#### Document extract
Prefix caching is enabled by default and includes a last-token refresh optimisation to maintain deterministic generation with minimal overhead (~0.1-0.5ms per call).

Speculative Decoding ¶

Accelerate generation using a smaller draft model:

target, _ := llama.LoadModel("large-model.gguf")
draft, _ := llama.LoadModel("small-model.gguf")
defer target.Close()
defer draft.Close()

result, err := target.GenerateWithDraft(
    "Once upon a time",
    draft,
    llama.WithDraftTokens(5),
)

The draft model generates candidate tokens that the target model verifies in parallel, reducing overall latency whilst maintaining quality.

Advanced Configuration ¶

Fine-tune generation behaviour with sampling parameters:

result, err := model.Generate("Explain quantum computing",
    llama.WithMaxTokens(500),
    llama.WithTemperature(0.7),
    llama.WithTopP(0.9),
    llama.WithTopK(40),
    llama.WithSeed(42),
    llama.WithStopWords("</answer>", "\n\n"),
)

Thread Safety ¶

All public methods are thread-safe. The Model type uses an internal RWMutex to protect shared state and coordinates access to the context pool. Multiple goroutines can safely call Generate() concurrently.

#### Information supplied
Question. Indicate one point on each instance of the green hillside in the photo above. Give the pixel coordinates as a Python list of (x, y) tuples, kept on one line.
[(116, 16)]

#### What to do
A. Answer each of these from the documentation excerpt, one line per answer, marked as the questions are:
(i) How much overhead per call does the last-token refresh optimization add?
(ii) How many draft tokens does the speculative decoding example set?
(iii) What does the Model type use internally to protect shared state?
B. According to the documentation excerpt, why can multiple goroutines safely call Generate() at the same time?
The lines above are separate material and are not part of the documentation excerpt.

#### Answers provided
A.
(i) About 0.1 to 0.5 ms per call.
(ii) Five.
(iii) An RWMutex.

B. All public methods are thread-safe. The Model type uses an internal RWMutex to protect shared state and coordinates access to the context pool, so concurrent calls to Generate() are safe.